◆ **Objective**
Change "thickest part" to "widest part" in every item and leave all other text unchanged.

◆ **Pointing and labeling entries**
★ ★ ★ ★
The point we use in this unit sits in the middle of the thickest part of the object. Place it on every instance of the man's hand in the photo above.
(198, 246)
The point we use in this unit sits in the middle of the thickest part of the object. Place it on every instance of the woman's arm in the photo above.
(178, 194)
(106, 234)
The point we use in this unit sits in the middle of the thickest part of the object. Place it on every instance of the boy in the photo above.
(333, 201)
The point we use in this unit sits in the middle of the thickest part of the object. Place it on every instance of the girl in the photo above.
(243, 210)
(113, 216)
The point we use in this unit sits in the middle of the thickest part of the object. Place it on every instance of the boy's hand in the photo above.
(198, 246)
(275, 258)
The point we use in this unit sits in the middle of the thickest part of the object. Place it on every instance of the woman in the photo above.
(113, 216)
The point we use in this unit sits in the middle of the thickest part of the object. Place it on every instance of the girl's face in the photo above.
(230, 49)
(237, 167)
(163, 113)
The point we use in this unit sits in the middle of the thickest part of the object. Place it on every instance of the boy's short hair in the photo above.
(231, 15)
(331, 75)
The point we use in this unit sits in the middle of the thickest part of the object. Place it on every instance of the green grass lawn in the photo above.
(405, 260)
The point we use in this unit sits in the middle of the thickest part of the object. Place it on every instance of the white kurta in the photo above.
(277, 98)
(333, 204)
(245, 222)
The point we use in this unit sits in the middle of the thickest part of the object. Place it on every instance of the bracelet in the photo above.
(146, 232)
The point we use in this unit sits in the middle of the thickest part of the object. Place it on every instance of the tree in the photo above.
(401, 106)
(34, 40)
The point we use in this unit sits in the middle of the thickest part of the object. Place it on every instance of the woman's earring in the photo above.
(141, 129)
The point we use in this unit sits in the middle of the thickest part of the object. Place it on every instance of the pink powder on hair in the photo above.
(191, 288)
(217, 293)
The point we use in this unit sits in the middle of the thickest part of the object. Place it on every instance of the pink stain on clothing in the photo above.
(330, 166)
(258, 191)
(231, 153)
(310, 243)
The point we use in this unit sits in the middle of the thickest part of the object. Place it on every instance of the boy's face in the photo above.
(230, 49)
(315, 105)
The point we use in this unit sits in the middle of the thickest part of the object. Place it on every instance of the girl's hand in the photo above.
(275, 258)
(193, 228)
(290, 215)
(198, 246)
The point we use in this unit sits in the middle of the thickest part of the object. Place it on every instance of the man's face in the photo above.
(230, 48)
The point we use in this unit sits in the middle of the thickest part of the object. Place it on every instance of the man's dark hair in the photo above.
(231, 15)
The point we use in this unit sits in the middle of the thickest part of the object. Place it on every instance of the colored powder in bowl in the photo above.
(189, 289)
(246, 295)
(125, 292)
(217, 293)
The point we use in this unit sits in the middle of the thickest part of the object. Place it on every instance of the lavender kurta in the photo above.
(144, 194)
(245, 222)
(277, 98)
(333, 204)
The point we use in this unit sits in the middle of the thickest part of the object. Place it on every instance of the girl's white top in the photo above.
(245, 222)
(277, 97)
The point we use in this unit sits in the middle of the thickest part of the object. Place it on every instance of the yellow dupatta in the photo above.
★ ★ ★ ★
◆ **Result for this task**
The point we use in this unit sits in the middle of the widest part of the object. Place it on every instance of the man's hand in the photo above.
(198, 246)
The point we use in this unit sits in the middle of the widest part of the object. Place it on every instance of the woman's arm in the photo above.
(178, 194)
(106, 234)
The point we use in this unit sits in the middle of the widest part of the object. Place it on every instance of the boy in the photo above.
(333, 201)
The point we use in this unit sits in the middle of the widest part of the object. Place it on every instance of the girl in the photo above.
(243, 210)
(113, 216)
The point we use in this unit sits in the middle of the widest part of the object. Place it on every instance of the boy's hand in the photo above.
(198, 246)
(275, 258)
The point we use in this unit sits in the middle of the widest part of the object. Place it on every instance of the woman in the photo above.
(113, 216)
The point we use in this unit sits in the middle of the widest part of the object. Place it on every instance of the girl's face in the photo above.
(230, 49)
(237, 167)
(163, 113)
The point we use in this unit sits in the middle of the widest part of the object. Place it on every instance of the boy's short hair in the photo above.
(231, 15)
(331, 75)
The point we use in this unit sits in the middle of the widest part of the object. Place it on every instance of the green grass lawn in the photo above.
(405, 260)
The point we use in this unit sits in the middle of the widest part of the object. Place it on every instance of the white kurta in the photo above.
(277, 98)
(333, 204)
(245, 222)
The point we use in this unit sits in the middle of the widest part of the object. Place it on every instance of the bracelet in the photo above.
(146, 232)
The point we use in this unit sits in the middle of the widest part of the object. Place it on every instance of the tree in the photo above.
(401, 106)
(34, 40)
The point we use in this unit sits in the middle of the widest part of the object. Place it on every instance of the woman's earring in the photo above.
(141, 129)
The point we use in this unit sits in the middle of the widest part of the object. Place it on every instance of the pink powder on hair in the photo above.
(191, 288)
(217, 293)
The point we use in this unit sits in the middle of the widest part of the object. Place it on every instance of the pink stain on clothing in the photo above.
(330, 166)
(258, 191)
(231, 153)
(310, 243)
The point we use in this unit sits in the middle of the widest part of the object. Place it on every instance of the boy's face in the photo above.
(230, 49)
(315, 105)
The point we use in this unit sits in the middle of the widest part of the object. Place it on every instance of the girl's hand in the photo above.
(275, 258)
(193, 228)
(290, 215)
(198, 246)
The point we use in this unit sits in the middle of the widest part of the object. Place it on every instance of the man's face in the photo above.
(230, 48)
The point we use in this unit sits in the middle of the widest part of the object. Place it on every instance of the man's dark hair in the photo above.
(231, 15)
The point we use in this unit sits in the middle of the widest part of the object. Place it on every instance of the colored powder in bowl in the photo above.
(189, 289)
(246, 295)
(125, 292)
(217, 293)
The point we use in this unit sits in the middle of the widest part of the object. Place it on every instance of the lavender kurta in the photo above.
(144, 194)
(245, 222)
(277, 98)
(333, 204)
The point we use in this unit sits in the middle of the widest part of the object. Place it on every instance of the girl's white top in the photo above.
(245, 222)
(277, 97)
The point we use in this unit sits in the middle of the widest part of the object. Place it on every instance of the yellow dupatta in the photo above.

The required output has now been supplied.